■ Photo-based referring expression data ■
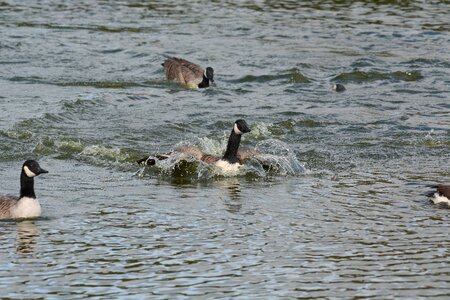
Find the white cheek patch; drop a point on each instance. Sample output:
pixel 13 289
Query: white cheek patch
pixel 236 129
pixel 28 172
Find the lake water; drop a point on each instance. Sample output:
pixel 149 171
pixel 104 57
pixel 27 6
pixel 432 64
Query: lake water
pixel 344 214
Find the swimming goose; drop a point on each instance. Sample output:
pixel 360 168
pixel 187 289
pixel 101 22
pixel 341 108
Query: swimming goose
pixel 441 194
pixel 26 205
pixel 231 160
pixel 187 73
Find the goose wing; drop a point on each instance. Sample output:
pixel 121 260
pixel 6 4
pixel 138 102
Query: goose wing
pixel 209 159
pixel 6 203
pixel 246 153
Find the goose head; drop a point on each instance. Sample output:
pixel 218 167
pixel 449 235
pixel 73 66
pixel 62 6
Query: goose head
pixel 241 127
pixel 209 73
pixel 31 168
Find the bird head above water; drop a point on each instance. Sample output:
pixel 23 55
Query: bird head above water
pixel 31 168
pixel 241 127
pixel 209 74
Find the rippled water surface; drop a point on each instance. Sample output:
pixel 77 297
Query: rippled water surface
pixel 344 214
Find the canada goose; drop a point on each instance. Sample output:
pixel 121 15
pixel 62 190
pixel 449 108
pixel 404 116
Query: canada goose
pixel 441 194
pixel 187 73
pixel 337 87
pixel 26 205
pixel 230 161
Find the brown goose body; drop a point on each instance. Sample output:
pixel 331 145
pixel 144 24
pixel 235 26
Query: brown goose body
pixel 441 194
pixel 187 73
pixel 233 154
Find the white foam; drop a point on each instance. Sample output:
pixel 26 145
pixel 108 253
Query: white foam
pixel 227 167
pixel 26 208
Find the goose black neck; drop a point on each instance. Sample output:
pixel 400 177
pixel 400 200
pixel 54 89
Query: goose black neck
pixel 232 148
pixel 26 186
pixel 204 83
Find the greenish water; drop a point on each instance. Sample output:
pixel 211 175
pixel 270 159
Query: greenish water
pixel 343 215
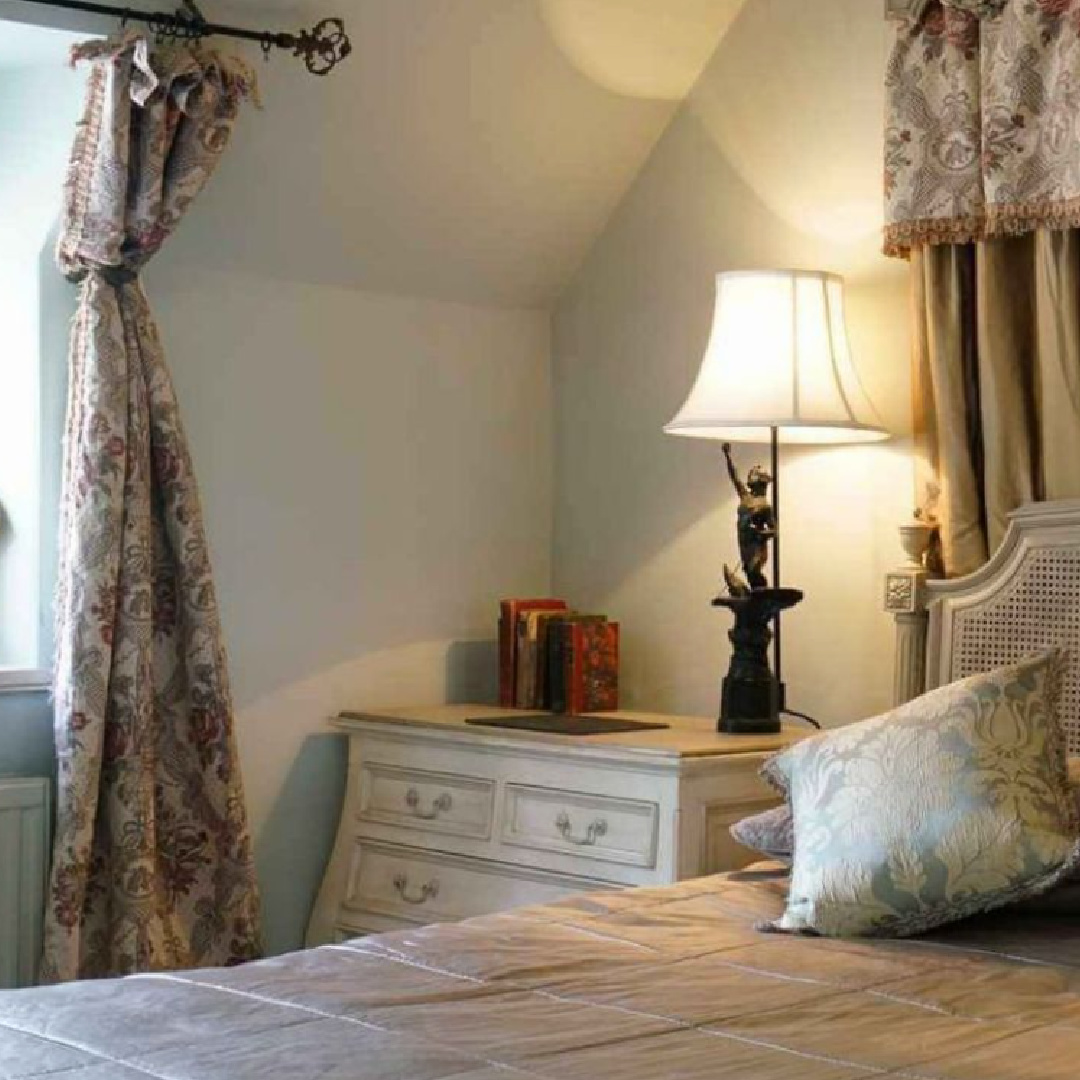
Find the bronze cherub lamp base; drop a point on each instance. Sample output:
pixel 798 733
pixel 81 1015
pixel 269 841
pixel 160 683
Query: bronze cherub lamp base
pixel 753 697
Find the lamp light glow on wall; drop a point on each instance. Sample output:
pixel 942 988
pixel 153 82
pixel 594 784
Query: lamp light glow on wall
pixel 778 368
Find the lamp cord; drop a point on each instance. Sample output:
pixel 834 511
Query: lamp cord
pixel 801 716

■ PROBLEM DESCRIPTION ■
Copy out the entries verbatim and leave the images out.

■ TASK RESPONSE ■
Find the white cheek patch; drop a point on each instance. Sample output:
pixel 13 289
Query: white cheek patch
pixel 236 129
pixel 28 172
Find the lake water; drop a point on each instance. Sample output:
pixel 149 171
pixel 104 57
pixel 27 6
pixel 432 64
Query: lake water
pixel 344 214
Find the swimming goose; drop a point on each instance. Sample output:
pixel 360 168
pixel 187 289
pixel 101 22
pixel 341 108
Query: swimming goose
pixel 441 194
pixel 26 205
pixel 231 160
pixel 187 73
Find the goose wing; drop a point on each instance. Sample output:
pixel 121 260
pixel 6 4
pixel 138 102
Query: goose wing
pixel 209 159
pixel 6 203
pixel 246 153
Find the goose head; drop a point on each instance. Sample output:
pixel 218 167
pixel 449 235
pixel 73 66
pixel 62 6
Query: goose head
pixel 241 127
pixel 209 73
pixel 31 168
Find the bird head above water; drop a point on each instance. Sample output:
pixel 23 55
Query: bird head above water
pixel 31 168
pixel 241 127
pixel 209 74
Find the rippled water surface; drop a point on each instance. Sample output:
pixel 77 297
Query: rippled water surface
pixel 344 214
Find the canada goose; drop a point on each instance. Sample output:
pixel 121 15
pixel 62 190
pixel 449 108
pixel 404 116
Query: canada goose
pixel 441 194
pixel 187 73
pixel 337 87
pixel 26 205
pixel 230 161
Find the brown goose body; drop a point on each instance. Sample output:
pixel 331 145
pixel 144 24
pixel 235 26
Query: brown goose body
pixel 441 194
pixel 187 73
pixel 233 154
Find the white foam; drop a point on each instance. Sample output:
pixel 26 145
pixel 108 253
Query: white foam
pixel 227 167
pixel 26 208
Find the goose black neck; drop a point on each instance. Sample output:
pixel 400 177
pixel 400 200
pixel 54 89
Query: goose black neck
pixel 232 148
pixel 26 186
pixel 204 83
Find the greenish water; drop a point on each instance. Sample output:
pixel 211 175
pixel 270 159
Query: greenish water
pixel 343 215
Find the bronze cherub lamp base; drop a point on each instance. Sample output:
pixel 798 733
pixel 81 1015
pixel 269 841
pixel 160 683
Query: bronze cherub lamp base
pixel 753 697
Find the lamp light glow on wall; drop a point on each instance. Sample output:
pixel 942 988
pixel 153 82
pixel 594 784
Query: lamp light glow on wall
pixel 778 368
Find the lamp cord; drop a point on each instance. Sample output:
pixel 834 511
Query: lamp cord
pixel 801 716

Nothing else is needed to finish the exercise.